#### Фрагмент текста
Доложив владыке о своей неудачной поездке, отец Пимен испросил разрешения переговорить еще с двумя: с игуменией Аносинского монастыря Рафаилой, а в случае ее отказа – с матерью Евгенией, монахиней Страстного монастыря, бывшей прежде казначей Аносинского монастыря и оттуда вышедшей при переведении в Страстной монастырь игумении Евгении Озеровой.
Игумения Рафаила Ровинская, вызванная на Угрешу, тоже долгое время не решалась принять предлагаемое ей место по своему истинно монашескому смирению и недоверию к себе; но чем усерднее она отказывалась, тем настоятельнее убеждал ее отец Пимен, вполне оценивая ее недоверие к самой себе и усматривая в этом залог успешности ее управления, в чем и не обманулся.
########
#### Выдержки из данных
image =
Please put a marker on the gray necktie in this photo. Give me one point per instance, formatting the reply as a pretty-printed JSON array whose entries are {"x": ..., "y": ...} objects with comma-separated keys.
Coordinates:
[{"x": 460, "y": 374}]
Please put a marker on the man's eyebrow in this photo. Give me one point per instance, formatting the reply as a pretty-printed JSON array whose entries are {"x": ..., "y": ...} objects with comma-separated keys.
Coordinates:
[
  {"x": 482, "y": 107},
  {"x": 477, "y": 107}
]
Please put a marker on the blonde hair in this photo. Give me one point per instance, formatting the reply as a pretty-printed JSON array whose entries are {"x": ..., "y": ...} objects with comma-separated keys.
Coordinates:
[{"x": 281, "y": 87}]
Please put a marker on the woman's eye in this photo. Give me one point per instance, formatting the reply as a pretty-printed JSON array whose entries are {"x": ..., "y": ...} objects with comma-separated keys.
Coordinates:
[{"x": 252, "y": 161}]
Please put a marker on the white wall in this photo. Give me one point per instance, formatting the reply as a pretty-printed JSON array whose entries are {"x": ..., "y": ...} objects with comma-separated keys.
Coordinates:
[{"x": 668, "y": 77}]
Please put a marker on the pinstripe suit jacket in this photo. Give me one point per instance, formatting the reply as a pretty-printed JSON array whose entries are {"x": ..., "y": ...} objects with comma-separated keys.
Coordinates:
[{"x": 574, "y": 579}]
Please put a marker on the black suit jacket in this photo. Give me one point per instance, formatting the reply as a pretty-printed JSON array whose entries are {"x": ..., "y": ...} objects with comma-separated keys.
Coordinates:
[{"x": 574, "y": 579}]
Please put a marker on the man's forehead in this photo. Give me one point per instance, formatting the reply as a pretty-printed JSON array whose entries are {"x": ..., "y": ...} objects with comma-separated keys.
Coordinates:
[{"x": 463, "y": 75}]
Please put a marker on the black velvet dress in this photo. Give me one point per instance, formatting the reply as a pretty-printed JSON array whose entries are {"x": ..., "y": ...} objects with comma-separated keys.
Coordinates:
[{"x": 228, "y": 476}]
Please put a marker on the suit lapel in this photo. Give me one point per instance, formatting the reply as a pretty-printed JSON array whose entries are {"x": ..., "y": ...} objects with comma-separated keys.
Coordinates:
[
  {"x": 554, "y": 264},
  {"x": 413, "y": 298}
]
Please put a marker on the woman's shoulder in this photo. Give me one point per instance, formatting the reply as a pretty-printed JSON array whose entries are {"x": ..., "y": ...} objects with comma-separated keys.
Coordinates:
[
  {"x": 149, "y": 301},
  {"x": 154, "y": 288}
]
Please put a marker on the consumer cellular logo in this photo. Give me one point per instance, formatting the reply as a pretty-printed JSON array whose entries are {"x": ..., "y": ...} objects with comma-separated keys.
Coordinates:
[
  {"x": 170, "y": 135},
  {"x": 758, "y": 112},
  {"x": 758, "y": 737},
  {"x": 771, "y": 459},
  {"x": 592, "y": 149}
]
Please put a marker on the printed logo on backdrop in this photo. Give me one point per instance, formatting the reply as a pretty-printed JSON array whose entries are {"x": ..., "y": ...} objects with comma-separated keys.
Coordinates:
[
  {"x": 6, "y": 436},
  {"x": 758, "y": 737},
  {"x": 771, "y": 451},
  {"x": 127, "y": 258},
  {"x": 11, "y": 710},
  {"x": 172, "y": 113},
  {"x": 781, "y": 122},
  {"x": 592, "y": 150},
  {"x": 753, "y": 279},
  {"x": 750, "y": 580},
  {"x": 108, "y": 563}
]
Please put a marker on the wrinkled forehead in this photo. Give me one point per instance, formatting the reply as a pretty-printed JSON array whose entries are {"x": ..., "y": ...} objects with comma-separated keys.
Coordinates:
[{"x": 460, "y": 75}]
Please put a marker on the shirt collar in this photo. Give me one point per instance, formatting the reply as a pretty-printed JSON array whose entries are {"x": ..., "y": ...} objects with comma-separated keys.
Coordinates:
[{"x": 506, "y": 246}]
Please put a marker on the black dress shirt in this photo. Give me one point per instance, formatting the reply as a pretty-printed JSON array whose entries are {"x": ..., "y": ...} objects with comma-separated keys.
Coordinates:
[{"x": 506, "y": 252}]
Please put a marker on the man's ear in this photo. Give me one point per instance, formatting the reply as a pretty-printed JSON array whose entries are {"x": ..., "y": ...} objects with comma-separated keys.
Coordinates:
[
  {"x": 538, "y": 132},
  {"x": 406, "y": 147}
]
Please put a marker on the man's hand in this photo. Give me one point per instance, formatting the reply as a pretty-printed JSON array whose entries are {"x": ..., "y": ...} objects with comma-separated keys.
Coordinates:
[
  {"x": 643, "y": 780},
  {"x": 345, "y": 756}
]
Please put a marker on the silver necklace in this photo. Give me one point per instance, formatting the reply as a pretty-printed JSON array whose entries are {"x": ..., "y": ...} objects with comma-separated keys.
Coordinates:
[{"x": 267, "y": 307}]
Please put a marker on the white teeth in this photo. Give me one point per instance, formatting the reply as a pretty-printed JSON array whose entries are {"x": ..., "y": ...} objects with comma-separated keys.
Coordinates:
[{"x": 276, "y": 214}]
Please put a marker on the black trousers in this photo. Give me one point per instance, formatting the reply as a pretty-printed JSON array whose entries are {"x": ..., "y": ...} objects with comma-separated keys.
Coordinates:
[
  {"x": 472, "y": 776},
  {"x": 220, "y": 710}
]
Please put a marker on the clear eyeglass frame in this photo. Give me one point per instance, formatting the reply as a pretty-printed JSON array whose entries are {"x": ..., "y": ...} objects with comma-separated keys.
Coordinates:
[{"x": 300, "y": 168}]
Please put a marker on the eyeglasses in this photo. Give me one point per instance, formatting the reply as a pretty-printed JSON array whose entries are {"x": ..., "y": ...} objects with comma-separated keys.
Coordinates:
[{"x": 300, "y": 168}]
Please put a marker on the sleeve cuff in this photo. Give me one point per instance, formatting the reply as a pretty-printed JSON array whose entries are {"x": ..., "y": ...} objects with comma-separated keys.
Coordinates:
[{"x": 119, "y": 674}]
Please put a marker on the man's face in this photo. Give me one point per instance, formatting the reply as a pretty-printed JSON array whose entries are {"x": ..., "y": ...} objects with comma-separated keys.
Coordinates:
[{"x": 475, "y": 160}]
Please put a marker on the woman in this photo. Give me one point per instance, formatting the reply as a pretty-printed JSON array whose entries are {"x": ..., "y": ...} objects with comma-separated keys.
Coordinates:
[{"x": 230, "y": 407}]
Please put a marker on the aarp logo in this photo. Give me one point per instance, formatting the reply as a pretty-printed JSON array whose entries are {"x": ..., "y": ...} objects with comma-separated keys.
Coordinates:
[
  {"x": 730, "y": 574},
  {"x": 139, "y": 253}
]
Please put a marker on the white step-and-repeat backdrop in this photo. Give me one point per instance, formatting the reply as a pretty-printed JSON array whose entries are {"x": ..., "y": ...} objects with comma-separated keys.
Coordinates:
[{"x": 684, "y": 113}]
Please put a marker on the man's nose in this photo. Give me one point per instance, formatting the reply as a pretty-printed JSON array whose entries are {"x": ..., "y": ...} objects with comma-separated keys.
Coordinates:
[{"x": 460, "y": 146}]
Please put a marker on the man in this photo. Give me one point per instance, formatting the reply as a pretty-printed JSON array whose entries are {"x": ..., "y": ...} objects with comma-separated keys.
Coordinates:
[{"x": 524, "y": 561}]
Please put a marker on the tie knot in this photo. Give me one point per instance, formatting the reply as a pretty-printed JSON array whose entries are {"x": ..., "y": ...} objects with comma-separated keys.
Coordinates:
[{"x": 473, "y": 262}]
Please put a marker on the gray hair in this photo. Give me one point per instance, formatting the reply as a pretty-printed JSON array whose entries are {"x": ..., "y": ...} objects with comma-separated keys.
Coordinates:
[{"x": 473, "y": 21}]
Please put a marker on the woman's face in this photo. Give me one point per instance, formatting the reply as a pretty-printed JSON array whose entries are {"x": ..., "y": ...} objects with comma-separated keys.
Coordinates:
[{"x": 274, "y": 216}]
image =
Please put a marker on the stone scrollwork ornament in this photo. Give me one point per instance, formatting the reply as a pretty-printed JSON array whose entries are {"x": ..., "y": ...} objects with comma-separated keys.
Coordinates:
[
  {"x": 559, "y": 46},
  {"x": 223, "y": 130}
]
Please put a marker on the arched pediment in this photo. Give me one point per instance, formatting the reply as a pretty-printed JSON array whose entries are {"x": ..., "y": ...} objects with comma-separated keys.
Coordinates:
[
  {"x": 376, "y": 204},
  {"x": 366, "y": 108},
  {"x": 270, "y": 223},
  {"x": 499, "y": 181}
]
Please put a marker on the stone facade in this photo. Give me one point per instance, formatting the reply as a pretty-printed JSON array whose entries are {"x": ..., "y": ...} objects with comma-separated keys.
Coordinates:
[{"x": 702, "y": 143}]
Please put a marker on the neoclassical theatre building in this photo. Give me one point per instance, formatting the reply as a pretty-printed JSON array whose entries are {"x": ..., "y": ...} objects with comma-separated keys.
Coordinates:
########
**Условие задания:**
Продолжите рассказ об отце Пимене и игумении Рафаиле, начав сразу после последнего приведенного предложения.

**Ответ:**
Уговорив игумению Рафаилу, отец Пимен сказал ей, чтобы она явилась к владыке-митрополиту и вскоре после того был у него сам и, лично одобрив ее, сказал вместе с тем все, что мог, в пользу и похвалу ее. Митрополит сказал на это: «Достаточно представить одну на утверждение; если бы обе были игумении, могло бы быть утверждение не первой представленной, но при игумении нет нужды представлять простой монахини… Впрочем, хорошо, что мне указано, буду иметь ее ввиду». Вскоре последовало утверждение и водворение игумении Рафаилы в новом монастыре, где отец архимандрит перед тем освятил малую больничную церковь во имя Преподобной Елисаветы (память празднуется 24 апреля), и после этого стали уже окончательно все приготовлять к освящению главного храма самим владыкой и к открытию монастыря.
Ивановский монастырь, несмотря на совершенное свое несходство со всеми храмами прочих московских монастырей, и при всей тяжеловатости архитектуры (известного в Москве своими постройками архитектора Быковского), должен быть все-таки назван прекрасным и величественным памятником, совершенно своеобразным.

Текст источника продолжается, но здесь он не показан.